## WORK TO COMPLETE
In the forum post about solving an initial value problem with SymPy, how many solutions does the poster say are stored in xt?

## EXTRACT PROVIDED
____________________

SymPy to Solve Initial Value Condition (First Order Differential Equation)

General Usage
1

Hi all,

I want to check is my code correct to compute IVP of

\frac{dx}{dt} = \sqrt{2g} \frac{R}{\sqrt{R+x}}

the initial condition is x(0)=0

using SymPy
@syms t, g, R
@syms x()

# Computing IVP with SymPy
x(t).diff(t) 
diffeq = Eq(x(t).diff(t), sqrt(2g)*R*(1/sqrt(R+x(t))) ); string(diffeq)

# To solve the ODE, pass it and the function to solve for to dsolve.
xt = dsolve(diffeq, x(t))
diffeq3 = xt[3](Dict(R => 4000, g => 78545 ))
# To solve the Initial Value Problem, initial condition is 0
ivp = dsolve(diffeq3, x(t), ics = Dict(x(0) => 0 ))

there are 3 solutions at xt and when I try to compute IVP it becomes error:

PyError ($(Expr(:escape, :(ccall(#= /home/browni/.julia/packages/PyCall/ygXW2/src/pyfncall.jl:43 =# @pysym(:PyObject_Call), PyPtr, (PyPtr, PyPtr, PyPtr), o, pyargsptr, kw))))) <class ‘ValueError’>
ValueError(“Couldn’t solve for initial conditions”)

____________________

[Records from a dataset]
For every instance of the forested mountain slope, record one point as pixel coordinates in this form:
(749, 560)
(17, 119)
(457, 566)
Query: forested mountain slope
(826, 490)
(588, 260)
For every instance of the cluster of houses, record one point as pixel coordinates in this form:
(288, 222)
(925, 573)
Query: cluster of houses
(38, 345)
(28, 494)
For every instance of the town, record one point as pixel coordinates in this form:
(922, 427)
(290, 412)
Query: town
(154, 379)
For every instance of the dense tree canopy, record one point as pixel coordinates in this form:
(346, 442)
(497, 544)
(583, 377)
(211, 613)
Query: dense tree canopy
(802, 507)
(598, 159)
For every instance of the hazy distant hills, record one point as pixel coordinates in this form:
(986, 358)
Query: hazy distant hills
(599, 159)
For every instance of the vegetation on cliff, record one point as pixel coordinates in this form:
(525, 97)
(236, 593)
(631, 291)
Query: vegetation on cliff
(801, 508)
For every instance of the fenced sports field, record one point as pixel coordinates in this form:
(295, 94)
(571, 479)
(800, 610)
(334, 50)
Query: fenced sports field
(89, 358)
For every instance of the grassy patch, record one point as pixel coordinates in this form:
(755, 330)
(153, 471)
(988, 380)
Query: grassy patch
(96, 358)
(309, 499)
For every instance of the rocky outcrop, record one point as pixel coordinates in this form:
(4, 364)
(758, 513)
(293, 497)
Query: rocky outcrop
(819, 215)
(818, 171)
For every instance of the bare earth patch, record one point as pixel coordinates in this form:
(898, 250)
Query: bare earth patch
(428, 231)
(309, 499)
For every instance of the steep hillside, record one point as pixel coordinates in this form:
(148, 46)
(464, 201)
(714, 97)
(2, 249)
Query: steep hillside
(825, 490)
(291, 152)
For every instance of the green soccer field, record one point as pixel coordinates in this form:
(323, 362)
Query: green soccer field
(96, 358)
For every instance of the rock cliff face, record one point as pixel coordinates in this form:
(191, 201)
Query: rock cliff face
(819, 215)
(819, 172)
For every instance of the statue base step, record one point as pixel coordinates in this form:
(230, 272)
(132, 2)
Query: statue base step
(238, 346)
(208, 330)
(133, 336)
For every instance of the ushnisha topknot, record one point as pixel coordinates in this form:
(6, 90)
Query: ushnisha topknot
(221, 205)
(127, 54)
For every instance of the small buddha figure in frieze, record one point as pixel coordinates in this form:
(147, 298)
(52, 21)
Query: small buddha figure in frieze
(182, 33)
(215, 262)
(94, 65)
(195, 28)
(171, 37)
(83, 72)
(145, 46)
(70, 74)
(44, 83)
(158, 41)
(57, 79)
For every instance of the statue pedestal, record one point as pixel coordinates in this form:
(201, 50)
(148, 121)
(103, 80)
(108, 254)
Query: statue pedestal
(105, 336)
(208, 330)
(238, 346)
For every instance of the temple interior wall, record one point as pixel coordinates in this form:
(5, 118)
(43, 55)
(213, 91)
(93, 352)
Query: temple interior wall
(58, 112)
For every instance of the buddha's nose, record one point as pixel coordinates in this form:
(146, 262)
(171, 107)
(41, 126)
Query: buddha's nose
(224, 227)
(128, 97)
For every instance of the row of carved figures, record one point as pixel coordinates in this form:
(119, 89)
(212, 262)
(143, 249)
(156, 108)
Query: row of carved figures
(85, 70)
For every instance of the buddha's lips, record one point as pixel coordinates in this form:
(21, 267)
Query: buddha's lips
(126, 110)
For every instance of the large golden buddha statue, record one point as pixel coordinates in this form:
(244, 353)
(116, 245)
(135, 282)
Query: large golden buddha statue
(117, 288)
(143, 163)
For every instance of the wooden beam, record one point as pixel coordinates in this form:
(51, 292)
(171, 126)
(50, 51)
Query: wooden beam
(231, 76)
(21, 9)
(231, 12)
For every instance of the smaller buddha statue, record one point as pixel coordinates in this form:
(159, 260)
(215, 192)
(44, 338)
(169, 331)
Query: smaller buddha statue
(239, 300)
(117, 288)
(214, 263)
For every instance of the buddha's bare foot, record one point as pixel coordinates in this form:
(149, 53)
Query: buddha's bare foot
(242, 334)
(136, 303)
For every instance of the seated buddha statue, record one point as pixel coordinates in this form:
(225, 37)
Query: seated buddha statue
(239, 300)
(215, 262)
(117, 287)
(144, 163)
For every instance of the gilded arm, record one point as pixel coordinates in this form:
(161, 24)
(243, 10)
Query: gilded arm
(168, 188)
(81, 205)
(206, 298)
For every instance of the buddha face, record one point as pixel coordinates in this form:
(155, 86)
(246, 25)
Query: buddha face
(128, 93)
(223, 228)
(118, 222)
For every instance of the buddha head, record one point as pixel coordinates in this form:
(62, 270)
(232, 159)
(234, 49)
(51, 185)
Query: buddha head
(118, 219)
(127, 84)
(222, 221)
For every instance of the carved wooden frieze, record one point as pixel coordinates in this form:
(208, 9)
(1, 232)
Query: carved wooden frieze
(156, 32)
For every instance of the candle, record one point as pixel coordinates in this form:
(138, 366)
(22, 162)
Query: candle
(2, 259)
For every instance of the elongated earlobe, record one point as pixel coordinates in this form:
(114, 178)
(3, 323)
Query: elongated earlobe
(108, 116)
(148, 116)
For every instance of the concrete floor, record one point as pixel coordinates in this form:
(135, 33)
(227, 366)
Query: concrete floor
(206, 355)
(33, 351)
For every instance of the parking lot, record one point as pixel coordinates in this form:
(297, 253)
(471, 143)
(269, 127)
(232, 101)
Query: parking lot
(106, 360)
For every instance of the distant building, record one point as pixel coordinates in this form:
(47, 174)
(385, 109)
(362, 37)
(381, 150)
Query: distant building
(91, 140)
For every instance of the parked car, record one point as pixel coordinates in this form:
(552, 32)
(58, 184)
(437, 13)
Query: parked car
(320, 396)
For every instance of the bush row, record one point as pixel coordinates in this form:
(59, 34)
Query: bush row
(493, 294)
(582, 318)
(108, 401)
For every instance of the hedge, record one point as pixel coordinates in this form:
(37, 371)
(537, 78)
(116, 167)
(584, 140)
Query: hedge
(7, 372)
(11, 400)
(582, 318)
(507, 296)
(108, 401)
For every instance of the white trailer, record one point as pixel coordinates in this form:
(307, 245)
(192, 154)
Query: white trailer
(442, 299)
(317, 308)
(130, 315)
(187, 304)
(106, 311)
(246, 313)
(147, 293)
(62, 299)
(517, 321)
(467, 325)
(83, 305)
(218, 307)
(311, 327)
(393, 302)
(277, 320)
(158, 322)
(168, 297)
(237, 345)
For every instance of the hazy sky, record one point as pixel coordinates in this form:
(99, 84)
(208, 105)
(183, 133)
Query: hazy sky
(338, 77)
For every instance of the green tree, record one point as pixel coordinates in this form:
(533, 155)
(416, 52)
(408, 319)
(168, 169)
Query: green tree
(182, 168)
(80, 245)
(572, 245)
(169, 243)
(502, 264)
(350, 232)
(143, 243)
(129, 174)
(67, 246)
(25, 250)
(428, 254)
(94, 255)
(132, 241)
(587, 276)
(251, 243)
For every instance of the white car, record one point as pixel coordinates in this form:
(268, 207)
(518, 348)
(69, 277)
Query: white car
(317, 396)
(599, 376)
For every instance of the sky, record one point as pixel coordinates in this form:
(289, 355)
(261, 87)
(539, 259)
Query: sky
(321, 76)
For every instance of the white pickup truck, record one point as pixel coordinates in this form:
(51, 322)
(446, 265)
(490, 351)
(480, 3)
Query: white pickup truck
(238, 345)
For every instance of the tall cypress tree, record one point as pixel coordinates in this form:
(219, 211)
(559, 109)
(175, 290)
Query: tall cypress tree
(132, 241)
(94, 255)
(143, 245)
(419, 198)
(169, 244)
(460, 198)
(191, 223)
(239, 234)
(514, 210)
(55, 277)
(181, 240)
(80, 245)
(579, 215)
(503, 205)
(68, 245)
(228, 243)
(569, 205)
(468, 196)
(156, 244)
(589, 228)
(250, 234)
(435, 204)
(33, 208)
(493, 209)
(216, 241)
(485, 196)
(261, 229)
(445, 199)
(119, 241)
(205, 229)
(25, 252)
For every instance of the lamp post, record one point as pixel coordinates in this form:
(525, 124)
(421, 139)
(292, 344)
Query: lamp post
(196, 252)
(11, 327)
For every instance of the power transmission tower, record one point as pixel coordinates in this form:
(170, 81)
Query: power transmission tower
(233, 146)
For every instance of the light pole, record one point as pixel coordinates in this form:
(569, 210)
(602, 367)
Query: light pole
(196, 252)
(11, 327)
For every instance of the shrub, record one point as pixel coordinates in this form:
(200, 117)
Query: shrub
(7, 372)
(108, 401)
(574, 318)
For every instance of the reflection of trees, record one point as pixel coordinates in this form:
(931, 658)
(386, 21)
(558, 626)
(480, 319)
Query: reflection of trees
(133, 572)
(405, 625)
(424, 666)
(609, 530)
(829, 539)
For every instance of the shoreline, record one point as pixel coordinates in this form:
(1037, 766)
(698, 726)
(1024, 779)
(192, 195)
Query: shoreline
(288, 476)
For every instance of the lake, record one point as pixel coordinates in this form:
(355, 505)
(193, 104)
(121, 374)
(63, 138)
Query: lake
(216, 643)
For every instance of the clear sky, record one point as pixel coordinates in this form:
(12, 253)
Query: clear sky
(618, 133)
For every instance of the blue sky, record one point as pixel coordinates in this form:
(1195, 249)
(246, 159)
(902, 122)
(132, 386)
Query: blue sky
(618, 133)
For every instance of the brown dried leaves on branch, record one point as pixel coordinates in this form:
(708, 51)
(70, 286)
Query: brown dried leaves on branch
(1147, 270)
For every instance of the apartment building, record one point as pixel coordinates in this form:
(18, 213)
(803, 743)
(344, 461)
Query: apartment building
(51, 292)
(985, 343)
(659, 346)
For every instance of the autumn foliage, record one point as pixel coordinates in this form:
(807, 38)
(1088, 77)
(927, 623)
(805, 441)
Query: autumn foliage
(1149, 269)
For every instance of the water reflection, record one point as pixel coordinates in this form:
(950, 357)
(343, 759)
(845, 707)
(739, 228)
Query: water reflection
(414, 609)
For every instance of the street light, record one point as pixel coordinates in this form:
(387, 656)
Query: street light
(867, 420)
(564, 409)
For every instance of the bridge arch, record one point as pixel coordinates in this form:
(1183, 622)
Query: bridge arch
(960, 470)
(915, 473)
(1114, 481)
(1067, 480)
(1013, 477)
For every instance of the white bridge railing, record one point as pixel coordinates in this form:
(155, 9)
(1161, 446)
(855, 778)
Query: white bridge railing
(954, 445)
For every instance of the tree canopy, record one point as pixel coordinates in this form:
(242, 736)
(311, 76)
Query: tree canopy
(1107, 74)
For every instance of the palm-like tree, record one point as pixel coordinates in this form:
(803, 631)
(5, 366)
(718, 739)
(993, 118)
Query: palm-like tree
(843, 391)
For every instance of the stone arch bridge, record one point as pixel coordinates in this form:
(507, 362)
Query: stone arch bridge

____________________

## TASK ANSWER
There are 3 solutions in xt.